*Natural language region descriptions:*
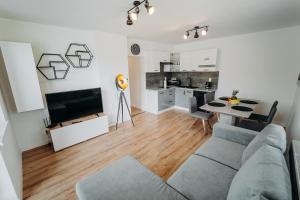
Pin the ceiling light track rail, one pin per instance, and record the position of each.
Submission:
(132, 13)
(203, 29)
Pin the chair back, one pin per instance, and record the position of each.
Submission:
(271, 115)
(192, 104)
(274, 104)
(209, 97)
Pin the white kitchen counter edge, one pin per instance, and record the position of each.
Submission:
(196, 89)
(3, 126)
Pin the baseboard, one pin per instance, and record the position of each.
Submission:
(181, 108)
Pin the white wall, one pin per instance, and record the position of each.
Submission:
(11, 181)
(110, 58)
(294, 123)
(263, 66)
(138, 73)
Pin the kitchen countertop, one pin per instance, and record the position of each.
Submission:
(196, 89)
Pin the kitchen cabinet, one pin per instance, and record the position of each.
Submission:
(153, 59)
(205, 57)
(182, 96)
(185, 61)
(159, 100)
(19, 77)
(166, 99)
(198, 60)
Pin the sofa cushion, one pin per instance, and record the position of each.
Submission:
(273, 135)
(125, 179)
(201, 178)
(222, 151)
(264, 176)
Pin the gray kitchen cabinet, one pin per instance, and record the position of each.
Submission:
(188, 94)
(171, 97)
(162, 100)
(182, 96)
(166, 99)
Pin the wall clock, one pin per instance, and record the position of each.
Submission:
(135, 49)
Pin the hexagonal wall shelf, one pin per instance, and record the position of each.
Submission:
(79, 55)
(53, 66)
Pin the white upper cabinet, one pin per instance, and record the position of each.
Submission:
(186, 61)
(198, 60)
(153, 59)
(205, 57)
(19, 69)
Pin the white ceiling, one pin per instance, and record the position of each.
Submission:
(168, 24)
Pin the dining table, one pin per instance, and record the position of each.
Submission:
(231, 113)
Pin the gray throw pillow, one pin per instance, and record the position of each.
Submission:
(264, 176)
(273, 135)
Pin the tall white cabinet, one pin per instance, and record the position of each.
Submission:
(19, 77)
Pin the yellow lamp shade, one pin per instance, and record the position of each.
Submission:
(121, 82)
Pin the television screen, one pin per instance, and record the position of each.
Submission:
(64, 106)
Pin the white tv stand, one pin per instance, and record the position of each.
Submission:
(76, 131)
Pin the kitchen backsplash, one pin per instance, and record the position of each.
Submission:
(154, 80)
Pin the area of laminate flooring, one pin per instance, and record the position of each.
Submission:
(160, 142)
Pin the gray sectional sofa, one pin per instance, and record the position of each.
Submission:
(234, 164)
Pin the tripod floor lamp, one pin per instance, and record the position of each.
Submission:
(122, 84)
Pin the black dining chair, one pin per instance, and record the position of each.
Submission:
(203, 115)
(261, 121)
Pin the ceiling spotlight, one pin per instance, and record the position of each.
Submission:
(133, 16)
(134, 11)
(150, 9)
(196, 34)
(203, 29)
(129, 21)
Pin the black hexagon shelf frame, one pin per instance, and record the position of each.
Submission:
(81, 53)
(51, 66)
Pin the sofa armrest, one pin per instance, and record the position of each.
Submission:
(233, 133)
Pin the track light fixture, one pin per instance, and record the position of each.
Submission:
(135, 10)
(203, 29)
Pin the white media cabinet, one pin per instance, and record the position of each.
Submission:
(76, 131)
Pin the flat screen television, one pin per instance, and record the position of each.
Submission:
(64, 106)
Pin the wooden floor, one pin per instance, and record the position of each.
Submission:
(136, 111)
(160, 142)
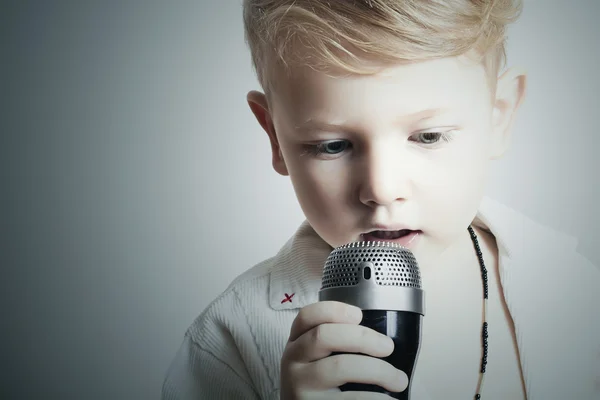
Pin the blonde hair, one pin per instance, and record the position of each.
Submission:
(342, 35)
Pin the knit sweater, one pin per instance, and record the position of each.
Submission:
(233, 349)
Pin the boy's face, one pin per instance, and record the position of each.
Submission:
(405, 149)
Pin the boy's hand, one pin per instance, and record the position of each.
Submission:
(325, 327)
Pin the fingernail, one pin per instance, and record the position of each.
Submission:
(354, 313)
(402, 380)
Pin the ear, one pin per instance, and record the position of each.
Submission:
(260, 108)
(510, 93)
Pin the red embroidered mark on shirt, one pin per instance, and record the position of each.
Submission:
(288, 298)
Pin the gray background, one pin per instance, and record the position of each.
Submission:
(136, 184)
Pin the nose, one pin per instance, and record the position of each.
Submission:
(384, 177)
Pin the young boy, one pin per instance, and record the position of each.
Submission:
(385, 115)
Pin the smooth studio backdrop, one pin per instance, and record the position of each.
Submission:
(136, 184)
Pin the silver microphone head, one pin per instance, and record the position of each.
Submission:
(373, 276)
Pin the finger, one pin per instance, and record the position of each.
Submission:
(334, 371)
(339, 395)
(322, 340)
(324, 312)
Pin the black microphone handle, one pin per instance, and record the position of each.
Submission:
(405, 330)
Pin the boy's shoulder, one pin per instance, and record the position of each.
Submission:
(289, 280)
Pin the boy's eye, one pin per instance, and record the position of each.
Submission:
(333, 147)
(428, 137)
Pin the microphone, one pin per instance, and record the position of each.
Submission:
(382, 279)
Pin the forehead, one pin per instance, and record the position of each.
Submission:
(449, 83)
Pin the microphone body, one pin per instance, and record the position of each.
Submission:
(383, 280)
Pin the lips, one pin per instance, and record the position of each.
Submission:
(404, 237)
(390, 234)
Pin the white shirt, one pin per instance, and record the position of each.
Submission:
(233, 349)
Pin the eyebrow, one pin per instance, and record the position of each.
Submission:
(313, 124)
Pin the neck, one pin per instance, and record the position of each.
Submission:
(459, 258)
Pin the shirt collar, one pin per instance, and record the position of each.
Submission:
(295, 279)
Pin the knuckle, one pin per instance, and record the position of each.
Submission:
(318, 335)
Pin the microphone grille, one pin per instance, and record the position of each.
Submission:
(390, 263)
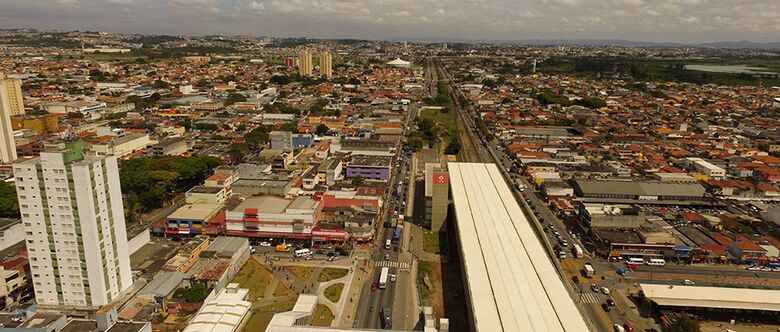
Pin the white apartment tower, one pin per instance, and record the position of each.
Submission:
(7, 142)
(305, 67)
(13, 89)
(74, 222)
(326, 64)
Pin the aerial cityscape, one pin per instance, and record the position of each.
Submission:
(489, 166)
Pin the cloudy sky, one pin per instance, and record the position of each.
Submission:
(639, 20)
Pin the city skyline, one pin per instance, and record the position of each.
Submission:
(699, 21)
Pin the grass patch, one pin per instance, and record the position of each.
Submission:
(281, 289)
(254, 277)
(332, 273)
(322, 316)
(434, 242)
(333, 292)
(424, 268)
(301, 272)
(262, 316)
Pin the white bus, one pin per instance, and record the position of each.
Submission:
(383, 277)
(656, 262)
(635, 261)
(302, 252)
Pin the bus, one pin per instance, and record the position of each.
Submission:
(635, 261)
(656, 262)
(387, 318)
(397, 235)
(383, 277)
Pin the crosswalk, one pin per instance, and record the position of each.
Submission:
(593, 297)
(400, 265)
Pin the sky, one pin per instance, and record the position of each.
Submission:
(686, 21)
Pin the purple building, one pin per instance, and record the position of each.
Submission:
(370, 167)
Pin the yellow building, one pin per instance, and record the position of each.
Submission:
(13, 89)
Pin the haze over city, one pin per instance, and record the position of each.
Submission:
(685, 21)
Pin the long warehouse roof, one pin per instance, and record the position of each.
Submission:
(512, 284)
(713, 297)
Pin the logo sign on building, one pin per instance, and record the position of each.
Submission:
(441, 178)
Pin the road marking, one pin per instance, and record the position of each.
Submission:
(400, 265)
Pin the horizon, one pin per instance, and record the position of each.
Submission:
(648, 21)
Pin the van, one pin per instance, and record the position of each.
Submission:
(302, 252)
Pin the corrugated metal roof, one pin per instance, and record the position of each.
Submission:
(512, 284)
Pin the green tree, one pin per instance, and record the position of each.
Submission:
(9, 203)
(684, 323)
(322, 129)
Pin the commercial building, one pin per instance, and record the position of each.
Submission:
(269, 216)
(637, 191)
(7, 143)
(509, 281)
(75, 233)
(304, 63)
(370, 167)
(12, 88)
(437, 188)
(223, 311)
(326, 64)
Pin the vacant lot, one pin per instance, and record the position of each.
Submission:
(301, 272)
(331, 273)
(322, 316)
(254, 277)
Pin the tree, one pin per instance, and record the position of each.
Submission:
(358, 181)
(9, 203)
(684, 323)
(322, 129)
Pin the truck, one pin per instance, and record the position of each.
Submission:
(383, 277)
(577, 251)
(588, 270)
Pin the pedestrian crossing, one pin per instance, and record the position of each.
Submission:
(400, 265)
(593, 297)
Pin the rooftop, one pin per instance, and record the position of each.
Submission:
(512, 285)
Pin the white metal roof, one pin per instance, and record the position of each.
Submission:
(512, 284)
(713, 297)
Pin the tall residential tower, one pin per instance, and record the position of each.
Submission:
(304, 63)
(326, 64)
(74, 222)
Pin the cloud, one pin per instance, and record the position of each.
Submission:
(650, 20)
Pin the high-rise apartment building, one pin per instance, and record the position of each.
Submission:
(304, 63)
(13, 88)
(74, 222)
(7, 143)
(326, 64)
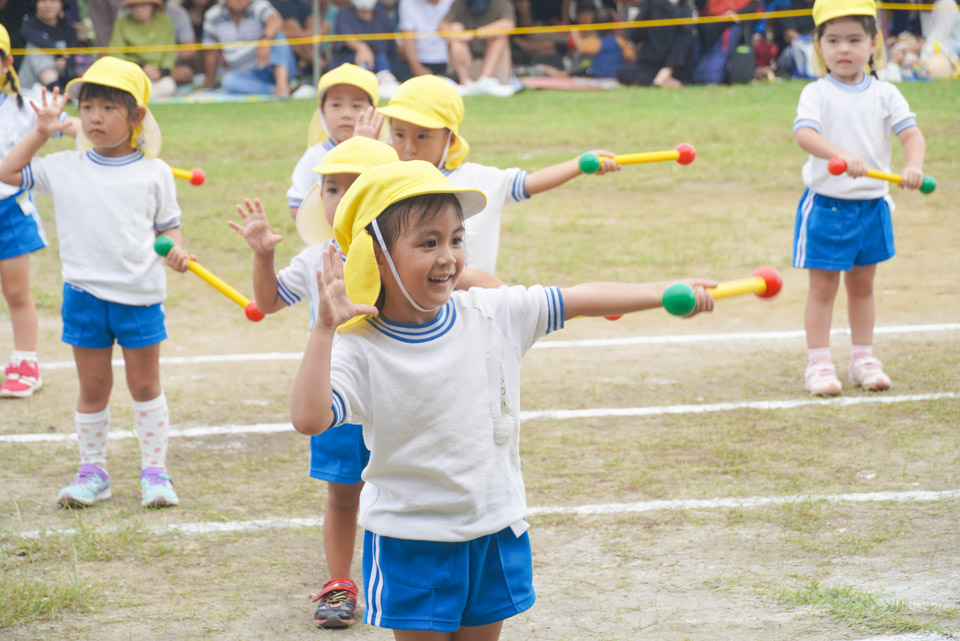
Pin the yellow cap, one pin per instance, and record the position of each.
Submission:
(126, 76)
(349, 157)
(433, 103)
(826, 10)
(345, 74)
(373, 191)
(9, 84)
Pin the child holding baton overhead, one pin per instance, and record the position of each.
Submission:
(425, 117)
(111, 203)
(432, 374)
(843, 222)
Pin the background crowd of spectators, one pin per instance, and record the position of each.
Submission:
(669, 56)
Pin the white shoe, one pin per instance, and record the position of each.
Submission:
(821, 379)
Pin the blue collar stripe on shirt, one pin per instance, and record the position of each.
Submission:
(423, 333)
(114, 161)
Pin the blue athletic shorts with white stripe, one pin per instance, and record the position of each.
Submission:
(836, 234)
(338, 455)
(21, 231)
(441, 586)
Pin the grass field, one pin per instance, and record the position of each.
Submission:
(842, 518)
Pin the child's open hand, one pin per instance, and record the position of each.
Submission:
(701, 287)
(856, 168)
(911, 177)
(335, 306)
(178, 259)
(48, 114)
(369, 123)
(607, 164)
(256, 228)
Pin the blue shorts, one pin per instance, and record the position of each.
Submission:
(339, 455)
(430, 585)
(94, 323)
(836, 234)
(21, 231)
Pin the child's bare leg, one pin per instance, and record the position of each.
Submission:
(860, 303)
(15, 280)
(340, 527)
(96, 378)
(818, 313)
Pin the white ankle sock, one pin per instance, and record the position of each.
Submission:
(92, 437)
(152, 425)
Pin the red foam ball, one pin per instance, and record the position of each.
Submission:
(687, 153)
(771, 277)
(253, 312)
(837, 165)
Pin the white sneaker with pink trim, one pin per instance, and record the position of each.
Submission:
(21, 381)
(867, 372)
(821, 379)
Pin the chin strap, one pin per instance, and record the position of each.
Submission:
(396, 276)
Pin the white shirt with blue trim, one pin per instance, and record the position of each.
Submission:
(304, 177)
(109, 211)
(440, 409)
(501, 186)
(862, 119)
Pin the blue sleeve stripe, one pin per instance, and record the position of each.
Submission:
(172, 224)
(26, 178)
(288, 296)
(338, 409)
(904, 125)
(554, 309)
(519, 190)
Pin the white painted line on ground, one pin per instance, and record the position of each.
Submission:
(225, 527)
(598, 342)
(270, 428)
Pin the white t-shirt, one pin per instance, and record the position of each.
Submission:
(304, 177)
(420, 16)
(299, 279)
(860, 118)
(440, 409)
(501, 186)
(15, 123)
(109, 212)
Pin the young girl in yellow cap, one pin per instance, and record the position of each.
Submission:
(337, 456)
(21, 233)
(843, 222)
(345, 95)
(425, 117)
(112, 198)
(432, 374)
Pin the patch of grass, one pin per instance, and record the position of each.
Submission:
(864, 610)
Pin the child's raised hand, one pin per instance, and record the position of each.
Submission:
(335, 306)
(48, 115)
(911, 177)
(856, 168)
(369, 123)
(607, 163)
(701, 287)
(256, 228)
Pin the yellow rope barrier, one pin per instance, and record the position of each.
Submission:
(518, 31)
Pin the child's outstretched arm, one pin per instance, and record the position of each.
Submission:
(612, 299)
(812, 142)
(48, 124)
(256, 231)
(914, 150)
(549, 177)
(311, 410)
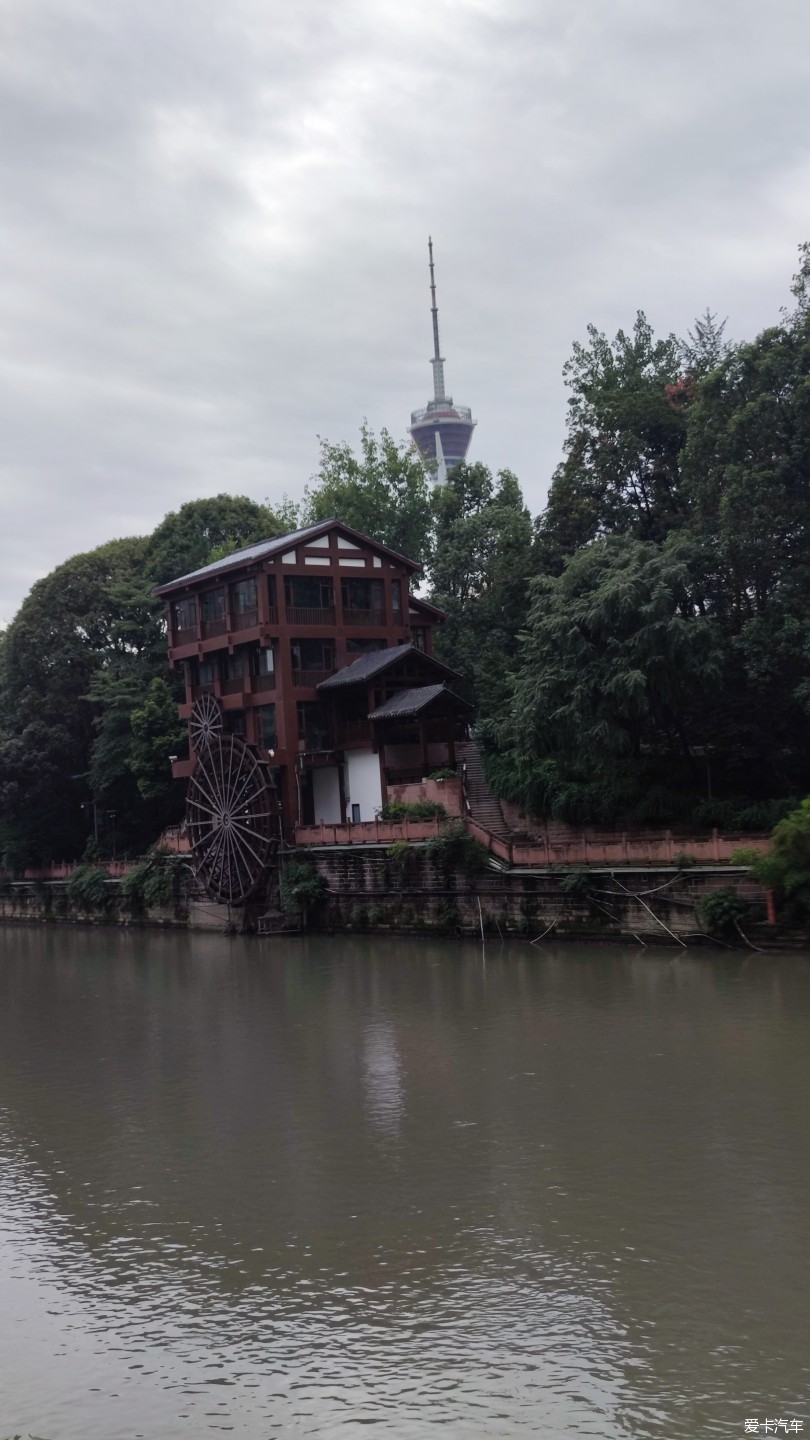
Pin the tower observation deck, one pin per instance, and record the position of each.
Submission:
(441, 431)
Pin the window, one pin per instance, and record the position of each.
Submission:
(244, 596)
(307, 592)
(363, 647)
(313, 654)
(212, 606)
(313, 729)
(234, 723)
(185, 615)
(265, 727)
(362, 595)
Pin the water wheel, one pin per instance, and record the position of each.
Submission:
(231, 818)
(205, 722)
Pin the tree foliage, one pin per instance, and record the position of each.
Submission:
(382, 491)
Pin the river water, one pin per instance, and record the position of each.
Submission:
(316, 1185)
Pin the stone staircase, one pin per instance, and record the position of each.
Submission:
(484, 805)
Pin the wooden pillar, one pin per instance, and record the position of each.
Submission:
(451, 742)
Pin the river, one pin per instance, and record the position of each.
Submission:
(307, 1187)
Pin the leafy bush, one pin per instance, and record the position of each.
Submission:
(300, 883)
(683, 860)
(157, 882)
(454, 848)
(786, 867)
(744, 856)
(412, 810)
(722, 912)
(88, 889)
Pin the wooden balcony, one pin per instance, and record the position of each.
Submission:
(352, 617)
(186, 637)
(245, 619)
(310, 615)
(352, 732)
(309, 678)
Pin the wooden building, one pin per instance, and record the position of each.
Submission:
(310, 653)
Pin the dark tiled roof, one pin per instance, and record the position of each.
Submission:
(274, 546)
(252, 552)
(410, 702)
(366, 666)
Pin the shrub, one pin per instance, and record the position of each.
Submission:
(745, 856)
(722, 912)
(88, 889)
(454, 848)
(683, 860)
(300, 883)
(157, 882)
(786, 867)
(412, 810)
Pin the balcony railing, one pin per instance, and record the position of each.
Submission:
(310, 615)
(245, 619)
(353, 617)
(185, 637)
(307, 678)
(352, 730)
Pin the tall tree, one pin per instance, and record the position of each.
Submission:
(479, 576)
(626, 431)
(382, 491)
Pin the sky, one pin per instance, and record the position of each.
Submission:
(214, 225)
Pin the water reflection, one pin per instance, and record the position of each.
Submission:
(307, 1188)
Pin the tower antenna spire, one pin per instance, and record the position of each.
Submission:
(437, 360)
(441, 431)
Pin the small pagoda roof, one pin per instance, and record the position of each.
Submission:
(376, 661)
(412, 702)
(265, 549)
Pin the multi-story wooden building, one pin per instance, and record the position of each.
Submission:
(312, 654)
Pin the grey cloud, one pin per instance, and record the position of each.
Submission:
(214, 221)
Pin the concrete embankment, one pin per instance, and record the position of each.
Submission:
(369, 889)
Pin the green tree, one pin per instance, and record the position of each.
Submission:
(626, 431)
(480, 573)
(611, 699)
(203, 530)
(382, 491)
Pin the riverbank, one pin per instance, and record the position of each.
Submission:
(371, 890)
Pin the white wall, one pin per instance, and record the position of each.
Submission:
(362, 782)
(326, 794)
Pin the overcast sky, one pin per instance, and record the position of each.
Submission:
(214, 221)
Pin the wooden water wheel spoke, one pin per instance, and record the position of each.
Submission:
(205, 723)
(231, 817)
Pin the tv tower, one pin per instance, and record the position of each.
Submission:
(441, 431)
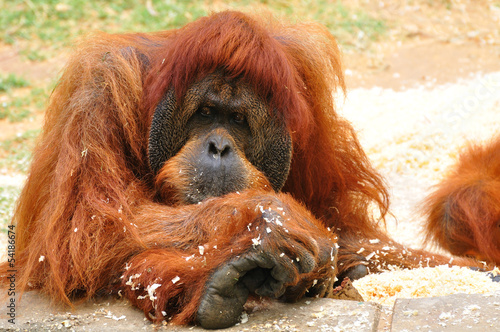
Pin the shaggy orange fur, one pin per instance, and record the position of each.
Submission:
(100, 217)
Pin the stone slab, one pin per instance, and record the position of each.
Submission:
(458, 312)
(35, 313)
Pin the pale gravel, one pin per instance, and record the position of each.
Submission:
(413, 137)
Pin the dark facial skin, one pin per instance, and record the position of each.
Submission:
(220, 129)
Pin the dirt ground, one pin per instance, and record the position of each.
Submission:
(429, 45)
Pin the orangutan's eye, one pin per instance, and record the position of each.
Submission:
(239, 118)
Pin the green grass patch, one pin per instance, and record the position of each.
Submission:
(8, 197)
(18, 108)
(12, 81)
(45, 26)
(15, 153)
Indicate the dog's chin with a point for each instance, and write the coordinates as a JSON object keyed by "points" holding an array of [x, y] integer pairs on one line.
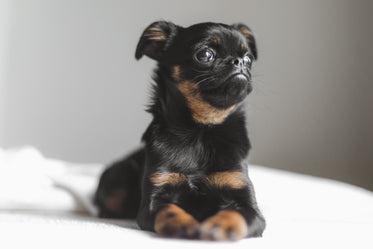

*WHAT NEEDS TO BE DONE:* Only lines containing "with" belong in the answer; copy every such line from the records.

*RESPONSE AREA:*
Pin the blue athletic shorts with white stripe, one pin per instance, and record the position of each.
Pin the white sneaker with pink trim, one pin per instance, and record the position of each.
Pin the white shirt with blue trim, one pin per instance, and record the position of each.
Indicate the dog's chin with a point for each instance, and write the coordinates as a JSON object keyed by "points" holding an array of [x, y] integer pairs on one line.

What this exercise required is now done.